What you will do -
According to the workshop description, in how many lines of Python is the complete dataset built?

Build Training and Evaluation Datasets That Actually Work: A Hands-On Synthetic Data Pipeline Workshop
Whether you're fine-tuning an LLM, building an evaluation benchmark, or generating domain-specific training data, the quality of your dataset directly determines the quality of your model. Yet most teams still create training and eval data through ad-hoc prompting — producing datasets that lack diversity, have no validation, and can't be reproduced or iterated on systematically.
In this hands-on tutorial, participants will build synthetic training and evaluation datasets from scratch using a declarative Python framework that unifies statistical sampling, LLM-based generation, and automated validation into a single pipeline designed for AI builders.
Starting with controlled samplers to define task distributions and difficulty gradients, we'll progressively layer in LLM-generated instruction/response pairs that reference sampled context, expression-based derived columns, code generation with linting validation, and LLM-as-judge quality scoring to rank training examples. By the end, participants will have built a complete, multi-strategy dataset — ready for model fine-tuning or evaluation — with dependency management, quality gates, and reproducible configuration, all in under 50 lines of Python.
Each exercise builds on the previous one, demonstrating how the framework's DAG-based execution engine automatically resolves column dependencies and parallelizes work. Participants will experience the rapid iteration loop of preview (fast, in-memory) and create (production-scale, disk-backed), learning to prototype data designs quickly and generate production training data confidently.

Data provided -
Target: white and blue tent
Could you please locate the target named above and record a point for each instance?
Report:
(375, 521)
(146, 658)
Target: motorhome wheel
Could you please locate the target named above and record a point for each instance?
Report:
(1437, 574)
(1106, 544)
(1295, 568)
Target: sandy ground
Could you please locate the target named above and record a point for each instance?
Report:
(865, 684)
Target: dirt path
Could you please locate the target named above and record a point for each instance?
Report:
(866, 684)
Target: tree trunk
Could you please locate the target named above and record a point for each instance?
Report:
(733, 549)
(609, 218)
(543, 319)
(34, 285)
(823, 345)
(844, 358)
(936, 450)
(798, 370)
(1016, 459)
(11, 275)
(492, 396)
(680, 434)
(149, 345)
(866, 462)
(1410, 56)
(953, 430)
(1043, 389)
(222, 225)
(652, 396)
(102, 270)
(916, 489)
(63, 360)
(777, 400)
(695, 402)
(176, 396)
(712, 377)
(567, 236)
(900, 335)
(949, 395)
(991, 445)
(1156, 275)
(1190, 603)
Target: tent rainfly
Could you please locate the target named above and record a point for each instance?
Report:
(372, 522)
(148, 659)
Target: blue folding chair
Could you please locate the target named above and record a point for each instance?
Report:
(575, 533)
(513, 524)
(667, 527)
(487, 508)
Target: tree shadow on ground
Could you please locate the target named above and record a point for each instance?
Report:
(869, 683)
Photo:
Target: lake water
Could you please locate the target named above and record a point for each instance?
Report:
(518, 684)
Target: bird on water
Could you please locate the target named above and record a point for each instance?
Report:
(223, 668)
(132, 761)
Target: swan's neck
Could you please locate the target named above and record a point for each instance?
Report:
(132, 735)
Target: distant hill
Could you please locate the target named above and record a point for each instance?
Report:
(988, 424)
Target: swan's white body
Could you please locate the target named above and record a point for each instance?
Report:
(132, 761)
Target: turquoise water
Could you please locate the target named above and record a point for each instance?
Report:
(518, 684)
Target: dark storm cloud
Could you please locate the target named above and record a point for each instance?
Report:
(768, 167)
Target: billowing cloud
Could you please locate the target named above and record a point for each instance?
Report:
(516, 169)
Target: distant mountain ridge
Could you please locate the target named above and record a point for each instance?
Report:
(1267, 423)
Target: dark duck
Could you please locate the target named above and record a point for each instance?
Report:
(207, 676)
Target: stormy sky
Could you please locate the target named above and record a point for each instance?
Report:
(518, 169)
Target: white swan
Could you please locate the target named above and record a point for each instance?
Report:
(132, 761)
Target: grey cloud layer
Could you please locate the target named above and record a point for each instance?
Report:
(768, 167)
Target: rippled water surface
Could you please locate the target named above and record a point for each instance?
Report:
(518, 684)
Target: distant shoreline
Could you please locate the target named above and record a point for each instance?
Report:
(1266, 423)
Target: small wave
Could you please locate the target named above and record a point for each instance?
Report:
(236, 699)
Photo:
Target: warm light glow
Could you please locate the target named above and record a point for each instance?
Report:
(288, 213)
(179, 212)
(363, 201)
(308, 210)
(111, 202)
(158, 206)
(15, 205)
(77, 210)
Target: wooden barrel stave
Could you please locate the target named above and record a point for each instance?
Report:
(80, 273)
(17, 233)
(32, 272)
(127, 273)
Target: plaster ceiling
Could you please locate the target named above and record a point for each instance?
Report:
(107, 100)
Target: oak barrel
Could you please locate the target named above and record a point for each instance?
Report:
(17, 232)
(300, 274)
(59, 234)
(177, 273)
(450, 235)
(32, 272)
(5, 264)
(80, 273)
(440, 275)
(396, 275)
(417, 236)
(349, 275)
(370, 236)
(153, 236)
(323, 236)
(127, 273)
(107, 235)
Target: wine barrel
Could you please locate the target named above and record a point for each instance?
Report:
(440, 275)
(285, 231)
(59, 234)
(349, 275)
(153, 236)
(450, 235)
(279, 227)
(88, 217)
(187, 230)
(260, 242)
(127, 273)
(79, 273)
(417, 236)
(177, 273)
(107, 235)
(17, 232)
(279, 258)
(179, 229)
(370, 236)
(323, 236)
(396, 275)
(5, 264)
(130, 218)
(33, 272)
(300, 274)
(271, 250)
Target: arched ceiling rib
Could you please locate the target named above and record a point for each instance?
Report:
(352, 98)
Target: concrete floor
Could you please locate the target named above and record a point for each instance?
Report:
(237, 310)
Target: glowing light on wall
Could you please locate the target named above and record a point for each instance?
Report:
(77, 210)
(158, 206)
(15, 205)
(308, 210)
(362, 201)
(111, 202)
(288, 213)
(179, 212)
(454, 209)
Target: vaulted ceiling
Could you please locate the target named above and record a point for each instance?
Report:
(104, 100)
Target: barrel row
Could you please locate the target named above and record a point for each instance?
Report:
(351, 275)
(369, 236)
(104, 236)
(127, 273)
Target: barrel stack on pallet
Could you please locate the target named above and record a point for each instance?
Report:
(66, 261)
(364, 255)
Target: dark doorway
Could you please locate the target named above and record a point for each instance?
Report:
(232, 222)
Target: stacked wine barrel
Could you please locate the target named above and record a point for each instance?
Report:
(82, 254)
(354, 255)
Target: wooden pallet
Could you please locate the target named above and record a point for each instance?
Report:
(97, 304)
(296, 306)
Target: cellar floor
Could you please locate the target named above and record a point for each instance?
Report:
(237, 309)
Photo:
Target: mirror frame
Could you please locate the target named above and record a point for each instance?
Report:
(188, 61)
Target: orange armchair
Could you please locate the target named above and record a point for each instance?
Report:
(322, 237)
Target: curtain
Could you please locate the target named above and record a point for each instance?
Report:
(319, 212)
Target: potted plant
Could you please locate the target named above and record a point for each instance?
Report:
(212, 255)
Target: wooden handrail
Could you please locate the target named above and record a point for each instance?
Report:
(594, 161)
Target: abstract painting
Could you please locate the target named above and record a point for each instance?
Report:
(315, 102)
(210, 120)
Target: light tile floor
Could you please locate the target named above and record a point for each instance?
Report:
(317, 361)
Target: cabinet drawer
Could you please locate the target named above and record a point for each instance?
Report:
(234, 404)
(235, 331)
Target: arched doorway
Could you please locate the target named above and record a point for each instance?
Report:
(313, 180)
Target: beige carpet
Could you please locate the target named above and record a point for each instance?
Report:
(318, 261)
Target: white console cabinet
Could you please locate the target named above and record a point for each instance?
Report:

Solution to this problem -
Under 50 lines.